(Raw listing)
════════════════════

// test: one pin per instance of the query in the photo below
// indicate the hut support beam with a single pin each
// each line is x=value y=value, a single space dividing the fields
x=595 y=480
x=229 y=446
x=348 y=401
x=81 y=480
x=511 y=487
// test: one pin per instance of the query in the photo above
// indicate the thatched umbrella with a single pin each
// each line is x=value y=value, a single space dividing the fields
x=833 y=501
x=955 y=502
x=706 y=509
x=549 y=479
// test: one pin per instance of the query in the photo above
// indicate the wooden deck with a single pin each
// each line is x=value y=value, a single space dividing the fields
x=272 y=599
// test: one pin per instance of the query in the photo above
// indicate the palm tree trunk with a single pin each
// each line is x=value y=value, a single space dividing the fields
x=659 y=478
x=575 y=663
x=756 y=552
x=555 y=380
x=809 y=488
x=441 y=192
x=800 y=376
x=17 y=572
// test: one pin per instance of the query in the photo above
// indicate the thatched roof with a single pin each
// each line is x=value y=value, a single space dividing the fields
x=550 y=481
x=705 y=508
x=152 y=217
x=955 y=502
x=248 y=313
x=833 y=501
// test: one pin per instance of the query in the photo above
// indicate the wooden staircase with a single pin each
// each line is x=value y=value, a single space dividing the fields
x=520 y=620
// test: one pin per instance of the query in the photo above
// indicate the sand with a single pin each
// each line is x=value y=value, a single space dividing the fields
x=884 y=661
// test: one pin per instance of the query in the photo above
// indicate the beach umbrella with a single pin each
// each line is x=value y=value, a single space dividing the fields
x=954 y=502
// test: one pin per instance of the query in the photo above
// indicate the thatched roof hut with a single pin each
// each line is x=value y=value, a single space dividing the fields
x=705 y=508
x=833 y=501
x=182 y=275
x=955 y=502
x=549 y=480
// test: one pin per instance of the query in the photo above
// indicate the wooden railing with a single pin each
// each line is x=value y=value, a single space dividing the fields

════════════════════

> [Problem to work on] Turn the whole listing above into a Markdown table with two columns, Row and Line. Number each line in Row, put its text in Line, and leave out blank lines.

> [The response]
| Row | Line |
|---|---|
| 1 | // test: one pin per instance of the query in the photo below |
| 2 | // indicate the hut support beam with a single pin each |
| 3 | // each line is x=value y=value, a single space dividing the fields |
| 4 | x=595 y=480 |
| 5 | x=229 y=446 |
| 6 | x=348 y=401 |
| 7 | x=81 y=480 |
| 8 | x=511 y=487 |
| 9 | // test: one pin per instance of the query in the photo above |
| 10 | // indicate the thatched umbrella with a single pin each |
| 11 | // each line is x=value y=value, a single space dividing the fields |
| 12 | x=833 y=501 |
| 13 | x=955 y=502 |
| 14 | x=706 y=509 |
| 15 | x=549 y=479 |
| 16 | // test: one pin per instance of the query in the photo above |
| 17 | // indicate the wooden deck with a single pin each |
| 18 | // each line is x=value y=value, a single space dividing the fields |
| 19 | x=272 y=599 |
| 20 | // test: one pin per instance of the query in the photo above |
| 21 | // indicate the palm tree trunk with a single pin each |
| 22 | // each line is x=value y=value, a single space dividing the fields |
| 23 | x=659 y=478 |
| 24 | x=575 y=663 |
| 25 | x=756 y=552 |
| 26 | x=555 y=380 |
| 27 | x=809 y=488 |
| 28 | x=441 y=192 |
| 29 | x=800 y=376 |
| 30 | x=17 y=572 |
| 31 | // test: one pin per instance of the query in the photo above |
| 32 | // indicate the thatched roof with a single pin each |
| 33 | // each line is x=value y=value, a single space dividing the fields |
| 34 | x=550 y=481 |
| 35 | x=705 y=508 |
| 36 | x=152 y=217 |
| 37 | x=955 y=502 |
| 38 | x=248 y=313 |
| 39 | x=833 y=501 |
| 40 | // test: one pin per instance of the query in the photo above |
| 41 | // indicate the wooden staircase with a single pin each |
| 42 | // each line is x=value y=value, a single space dividing the fields |
| 43 | x=520 y=620 |
| 44 | // test: one pin per instance of the query in the photo above |
| 45 | // indicate the sand with a single pin each |
| 46 | // each line is x=value y=value, a single space dividing the fields |
| 47 | x=884 y=661 |
| 48 | // test: one pin per instance of the query in the photo above |
| 49 | // indicate the beach umbrella with a single pin each |
| 50 | // each line is x=value y=value, a single space dividing the fields |
| 51 | x=954 y=502 |
| 52 | // test: one pin per instance of the query in the photo above |
| 53 | // indicate the thatched roof hut with a single pin each |
| 54 | // each line is x=value y=value, a single space dividing the fields |
| 55 | x=705 y=508 |
| 56 | x=833 y=501 |
| 57 | x=182 y=275 |
| 58 | x=955 y=502 |
| 59 | x=549 y=480 |
| 60 | // test: one pin per instance of the query in the photo above |
| 61 | // indicate the wooden railing with a single pin each |
| 62 | // each line is x=value y=value, a single space dividing the fields |